[START PAGE]

Sheet profiling machine

Abstract

 A machine for profiling metal sheets for use primarily in roofing and also in cladding surfaces. The set up of the machine and the method of operating it is specified so as to provide defined conditions in a region (A) of the sheet metal which is entering the machine. The region (A) is located between a guide set (G.1,G.2) which holds the sheet flat in a transverse direction to the longitudinal (feed) direction into the machine and the first (C1.A) of a number of roll sets (C1.A,C1.B,C1.1,C1.2,C1.3) which first roll set (C1.A) commences forming a longitudinally extending ridge (11) in the sheet. The defined conditions are that the sheet is concave on its upper surface both in longitudinal and transverse directions save for a bulge (10), described as a "lordosis" which is convex on the said upper surface. A region of contraflexure of the sheet in advance of the said region is advantageous.

Description

[0001] This invention lies in the field of profiling roof sheets, generally metal roof sheets and profiling sheets used for cladding surfaces other than roofing, for example, on vertical surfaces and underneath surfaces such as ceilings.

[0002] The invention has particular application, by way of example, to the profiling of CraftLock® (TRADE MARK) roofing sheets. This is a profile as is described in South African patent 83/2689. This profile is important because it provides a side joint between roof sheets which does not leak even at very low slopes of the roof, the side joints being the joints between sheets which run down the slope. The profile also is joined to adjacent sheets and held to the rafters without any perforation of the sheet.

[0003] S.A. patent number 83/0940 discusses development of a lightweight and short length rolling machine for profiling sheet material, in particular sheet metal for roofing. Because of the lightness and shortness of the machine it can be transported economically to a building site for rolling profiled sheets on the building site from a coil of flat sheet material. This allows rolling each sheet to a sufficient length to cover the roof of a particular building site in a single unbroken length of profiled sheet. This is important to achieve a waterproof roofing produced from profiled sheet metal when the pitch angle is very low, for example, down to 1°.

[0004] It is in many cases only possible to achieve full length unbroken roof sheets by rolling on site because they are too long to be transportable from a factory to the building site.

[0005] The features described in these two patents thus held out the promise of leak free roofing at very low slopes, by the combination of the three features of unbroken lengths over the whole roof, unperforated roof sheets and leak free side joints.

[0006] The equipment described in S.A. patent 83/0940 and the method of use of this equipment described in the patent thus offer the potential for significant economic advantages in the provision of profiled sheet metal roofing or cladding on a building.

[0007] In the supplementary disclosure which is on file with patent 83/0940 dated 26 September 1983 an aspect of the equipment was described which is adapted to flex or undulate the flat sheet material in a longitudinal direction just ahead of the first roll pair at which the profiling of that sheet material into a transverse profile would commence. In particular an "S-bend" was stated to be likely to be most suitable. This feature was described to have been found to inhibit a problem associated with rolling a transverse profile in sheet metal, namely the formation of wrinkles in the sheet metal. By this solution a relatively short rolling machine could still be used with a relatively low power motor to drive it.

[END PAGE]

### WRITTEN EXERCISE 1
In the patent description, which South African patent describes the CraftLock® roofing profile?

[START SUPPLIED RECORDS]

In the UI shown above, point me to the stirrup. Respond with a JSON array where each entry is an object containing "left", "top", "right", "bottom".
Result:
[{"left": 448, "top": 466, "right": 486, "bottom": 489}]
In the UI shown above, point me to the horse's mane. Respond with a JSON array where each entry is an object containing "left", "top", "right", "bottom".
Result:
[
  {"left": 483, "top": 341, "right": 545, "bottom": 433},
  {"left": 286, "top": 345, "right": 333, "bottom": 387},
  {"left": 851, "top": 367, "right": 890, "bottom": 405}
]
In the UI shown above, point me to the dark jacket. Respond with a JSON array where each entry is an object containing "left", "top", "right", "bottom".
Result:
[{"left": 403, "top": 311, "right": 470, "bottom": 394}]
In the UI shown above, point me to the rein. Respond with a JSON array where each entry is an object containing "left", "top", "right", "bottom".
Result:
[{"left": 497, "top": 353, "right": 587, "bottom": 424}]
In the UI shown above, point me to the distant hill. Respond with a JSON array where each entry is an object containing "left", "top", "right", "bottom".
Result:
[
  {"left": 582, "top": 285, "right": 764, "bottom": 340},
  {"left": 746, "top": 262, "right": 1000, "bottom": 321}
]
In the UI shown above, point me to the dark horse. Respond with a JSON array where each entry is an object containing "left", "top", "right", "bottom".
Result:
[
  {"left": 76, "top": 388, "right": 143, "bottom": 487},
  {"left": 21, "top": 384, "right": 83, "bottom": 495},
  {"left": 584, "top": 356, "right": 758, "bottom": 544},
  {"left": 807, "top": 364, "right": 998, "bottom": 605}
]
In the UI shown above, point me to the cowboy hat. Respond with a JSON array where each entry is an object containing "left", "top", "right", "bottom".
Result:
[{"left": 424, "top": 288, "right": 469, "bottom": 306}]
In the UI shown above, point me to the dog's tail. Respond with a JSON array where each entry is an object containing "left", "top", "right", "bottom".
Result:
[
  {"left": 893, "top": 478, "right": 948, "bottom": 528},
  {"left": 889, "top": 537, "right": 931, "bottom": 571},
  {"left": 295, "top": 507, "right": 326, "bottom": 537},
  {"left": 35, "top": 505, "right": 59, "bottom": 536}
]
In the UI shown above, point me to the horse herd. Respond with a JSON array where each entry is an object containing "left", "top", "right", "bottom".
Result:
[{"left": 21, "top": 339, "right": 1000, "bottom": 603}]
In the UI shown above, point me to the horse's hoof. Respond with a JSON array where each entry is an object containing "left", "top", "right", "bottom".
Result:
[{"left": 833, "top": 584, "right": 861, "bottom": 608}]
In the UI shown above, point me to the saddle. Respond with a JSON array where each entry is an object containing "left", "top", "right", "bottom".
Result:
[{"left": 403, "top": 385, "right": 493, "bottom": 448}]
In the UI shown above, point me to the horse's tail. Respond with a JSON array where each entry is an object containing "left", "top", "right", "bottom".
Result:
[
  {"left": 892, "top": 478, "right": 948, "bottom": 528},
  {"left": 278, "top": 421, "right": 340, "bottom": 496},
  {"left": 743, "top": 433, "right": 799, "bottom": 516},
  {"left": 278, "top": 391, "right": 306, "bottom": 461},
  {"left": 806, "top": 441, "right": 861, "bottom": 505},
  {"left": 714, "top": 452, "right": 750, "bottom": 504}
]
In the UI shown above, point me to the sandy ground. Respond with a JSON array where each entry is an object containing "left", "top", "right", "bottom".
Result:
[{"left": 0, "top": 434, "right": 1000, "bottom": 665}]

[END SUPPLIED RECORDS]

### WRITTEN EXERCISE 2
Can you reproduce the entries word for word, everything from the line containing "In the UI shown above, point me to the saddle." down to the end of the entries?

### CORRECT ANSWER 1
South African patent 83/2689.

### CORRECT ANSWER 2
In the UI shown above, point me to the saddle. Respond with a JSON array where each entry is an object containing "left", "top", "right", "bottom".
Result:
[{"left": 403, "top": 385, "right": 493, "bottom": 448}]
In the UI shown above, point me to the horse's tail. Respond with a JSON array where each entry is an object containing "left", "top", "right", "bottom".
Result:
[
  {"left": 892, "top": 478, "right": 948, "bottom": 528},
  {"left": 278, "top": 421, "right": 340, "bottom": 496},
  {"left": 743, "top": 433, "right": 799, "bottom": 516},
  {"left": 278, "top": 391, "right": 306, "bottom": 461},
  {"left": 806, "top": 441, "right": 861, "bottom": 505},
  {"left": 714, "top": 452, "right": 750, "bottom": 504}
]
In the UI shown above, point me to the sandy ground. Respond with a JSON array where each entry is an object containing "left", "top", "right", "bottom".
Result:
[{"left": 0, "top": 434, "right": 1000, "bottom": 665}]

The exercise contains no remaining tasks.